One of the lines it complained about is this: “The more people who use a tool, the more free support will be available…” The grammar checker thinks we should not say “more free” but rather “freer.” This may be correct, in general, but we are using parallelism, a rhetorical style that we feel outweighs the general rule about comparatives. Only humans can make these judgments, because the rules of grammar are sometimes fluid.

Behavior-Driven Development vs. Testing

The difference between Behavior-Driven Development and testing:

This is a BDD scenario (from Dan North, a man I respect and admire):

+Scenario 1: Account is in credit+
Given the account is in credit
And the card is valid
And the dispenser contains cash
When the customer requests cash
Then ensure the account is debited
And ensure cash is dispensed
And ensure the card is returned

This is that BDD scenario turned into testing:

+Scenario 1: Account is in credit+
Given the account is in credit
And the card is valid
And the dispenser contains cash
When the customer requests cash
Then check that the account is debited
And check that cash is dispensed
And check that the card is returned
And check that nothing happens that shouldn’t happen and everything else happens that should happen for all variations of this scenario and all possible states of the ATM and all possible states of the customer’s account and all possible states of the rest of the database and all possible states of the system as a whole, and anything happening in the cloud that should not matter but might matter.

Do I need to spell it out for you more explicitly? This check is impossible to perform. To get close to it, though, we need human testers. Their sapience turns this impossible check into plausible testing. Testing is a quest within a vast, complex, changing space. We seek bugs. It is not the process of  demonstrating that the product CAN work, but exploring if it WILL.

I think Dan understands this. I sometimes worry about other people who promote tools like Cucumber or jBehave.

**Listing:**
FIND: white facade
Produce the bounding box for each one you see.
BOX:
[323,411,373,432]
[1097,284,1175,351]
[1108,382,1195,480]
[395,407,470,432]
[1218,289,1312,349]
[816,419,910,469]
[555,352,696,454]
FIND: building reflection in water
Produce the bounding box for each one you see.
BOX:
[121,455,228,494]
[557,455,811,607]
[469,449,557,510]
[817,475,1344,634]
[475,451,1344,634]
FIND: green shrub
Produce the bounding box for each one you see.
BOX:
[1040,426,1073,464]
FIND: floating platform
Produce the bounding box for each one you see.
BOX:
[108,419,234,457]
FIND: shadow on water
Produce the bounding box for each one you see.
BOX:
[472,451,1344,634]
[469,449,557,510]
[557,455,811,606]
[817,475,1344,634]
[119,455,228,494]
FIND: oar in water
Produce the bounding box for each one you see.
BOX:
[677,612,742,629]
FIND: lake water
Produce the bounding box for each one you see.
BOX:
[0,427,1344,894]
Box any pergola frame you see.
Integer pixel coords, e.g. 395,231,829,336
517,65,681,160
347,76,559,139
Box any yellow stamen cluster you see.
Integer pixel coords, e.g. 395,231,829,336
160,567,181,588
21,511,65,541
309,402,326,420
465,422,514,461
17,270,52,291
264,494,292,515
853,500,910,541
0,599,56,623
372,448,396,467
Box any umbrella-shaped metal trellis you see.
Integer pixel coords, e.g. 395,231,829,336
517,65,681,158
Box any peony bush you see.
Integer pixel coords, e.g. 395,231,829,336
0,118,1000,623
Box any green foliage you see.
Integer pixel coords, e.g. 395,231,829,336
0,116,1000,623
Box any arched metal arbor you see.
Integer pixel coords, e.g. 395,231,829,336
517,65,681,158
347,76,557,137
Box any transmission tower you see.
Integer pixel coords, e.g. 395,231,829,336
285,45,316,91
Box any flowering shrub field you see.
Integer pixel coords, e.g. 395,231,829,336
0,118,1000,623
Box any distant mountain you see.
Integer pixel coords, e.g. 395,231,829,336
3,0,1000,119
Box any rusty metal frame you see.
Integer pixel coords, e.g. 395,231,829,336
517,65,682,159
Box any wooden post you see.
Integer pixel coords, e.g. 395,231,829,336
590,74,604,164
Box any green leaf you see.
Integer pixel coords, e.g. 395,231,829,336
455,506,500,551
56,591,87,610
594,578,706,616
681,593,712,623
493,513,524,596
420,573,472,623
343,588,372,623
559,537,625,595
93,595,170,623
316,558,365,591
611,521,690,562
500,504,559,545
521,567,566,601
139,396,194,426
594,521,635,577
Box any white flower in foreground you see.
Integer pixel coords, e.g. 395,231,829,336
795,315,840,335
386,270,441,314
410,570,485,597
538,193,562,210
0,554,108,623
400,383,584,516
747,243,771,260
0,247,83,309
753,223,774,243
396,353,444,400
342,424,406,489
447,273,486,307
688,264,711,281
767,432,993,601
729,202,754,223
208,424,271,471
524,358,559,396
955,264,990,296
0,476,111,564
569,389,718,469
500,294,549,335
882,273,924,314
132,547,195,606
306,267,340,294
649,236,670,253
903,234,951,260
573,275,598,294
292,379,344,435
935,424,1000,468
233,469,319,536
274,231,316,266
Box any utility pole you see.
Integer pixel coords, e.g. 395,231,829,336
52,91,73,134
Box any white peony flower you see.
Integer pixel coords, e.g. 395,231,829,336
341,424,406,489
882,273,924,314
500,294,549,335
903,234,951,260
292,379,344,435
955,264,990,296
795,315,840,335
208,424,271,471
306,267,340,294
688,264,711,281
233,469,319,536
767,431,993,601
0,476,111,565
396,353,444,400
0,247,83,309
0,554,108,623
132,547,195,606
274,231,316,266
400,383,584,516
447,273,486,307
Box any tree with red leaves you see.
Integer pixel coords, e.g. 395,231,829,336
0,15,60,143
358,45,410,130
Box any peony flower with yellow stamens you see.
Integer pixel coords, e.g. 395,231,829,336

**Exercise objective:**
Please continue the passage on Behavior-Driven Development and testing from where it stops, after its last sentence.

**Task result:**
I’m not opposed to such tools (although I continue to suspect that Cucumber is an elaborate ploy to spend a lot of time on things that don’t matter at all) but in the face of them we must keep a clear head about what testing is.

What Testers Find

While testing at eBay, recently, it occurred to me that we need a deeper account of what testers find. It’s not just bugs. Here’s my experimental list:

Testers find bugs. In other words, we look for anything that threatens the value of the product. (This ties directly into Jerry Weinberg’s famous dictum that quality means value to some person, at some time, who matters.) Some people like to say that testers find “defects.” That is also true, but I avoid that word. It tends to make programmers and lawyers upset, and I have trouble enough. Example: a list of countries in a form is missing “France.”

Testers also find risks. We notice situations that seem likely to produce bugs. We notice behaviors of the product that look likely to go wrong in important ways, even if we haven’t yet seen that happen. Example: A web form is using a deprecated HTML tag, which works fine in current browsers, but may stop working in future browsers. This suggests that we ought to do a validation scan. Maybe there are more things like that on the site.

Testers find issues. An issue is something that threatens the value of the project, rather than the product itself. Example: There’s a lot of real-time content on eBay. Ads and such. Am I supposed to test that stuff? How should I test it?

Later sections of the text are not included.